** BEGIN AVAILABLE RECORDS **
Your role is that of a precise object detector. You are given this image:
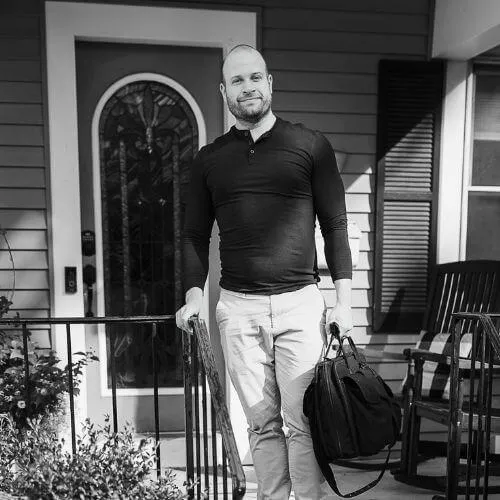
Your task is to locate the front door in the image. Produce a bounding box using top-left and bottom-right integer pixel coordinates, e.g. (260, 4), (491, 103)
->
(76, 42), (222, 432)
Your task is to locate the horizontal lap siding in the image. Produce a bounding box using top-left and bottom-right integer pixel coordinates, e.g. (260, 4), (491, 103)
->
(262, 1), (442, 438)
(0, 0), (50, 328)
(5, 0), (438, 430)
(262, 0), (428, 360)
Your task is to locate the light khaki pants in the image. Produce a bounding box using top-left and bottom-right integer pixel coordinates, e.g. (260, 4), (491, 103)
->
** END AVAILABLE RECORDS **
**WORK INSTRUCTIONS**
Turn the lines above into a numbered list, skipping any blank lines and leaving out the pictures.

**RESPONSE TO THIS TASK**
1. Your role is that of a precise object detector. You are given this image:
2. Your task is to locate the front door in the image. Produce a bounding box using top-left and bottom-right integer pixel coordinates, e.g. (260, 4), (491, 103)
3. ->
4. (76, 42), (222, 432)
5. Your task is to locate the horizontal lap siding in the image. Produce a bounding box using top-left and bottom-right integer pixel coordinates, e.g. (260, 4), (491, 103)
6. ->
7. (262, 1), (442, 438)
8. (0, 0), (50, 328)
9. (5, 0), (438, 430)
10. (262, 0), (428, 360)
11. Your task is to locate the light khaki pants in the image. Produce a bounding box using top-left and bottom-right integer pixel coordinates, e.g. (260, 4), (491, 103)
12. ->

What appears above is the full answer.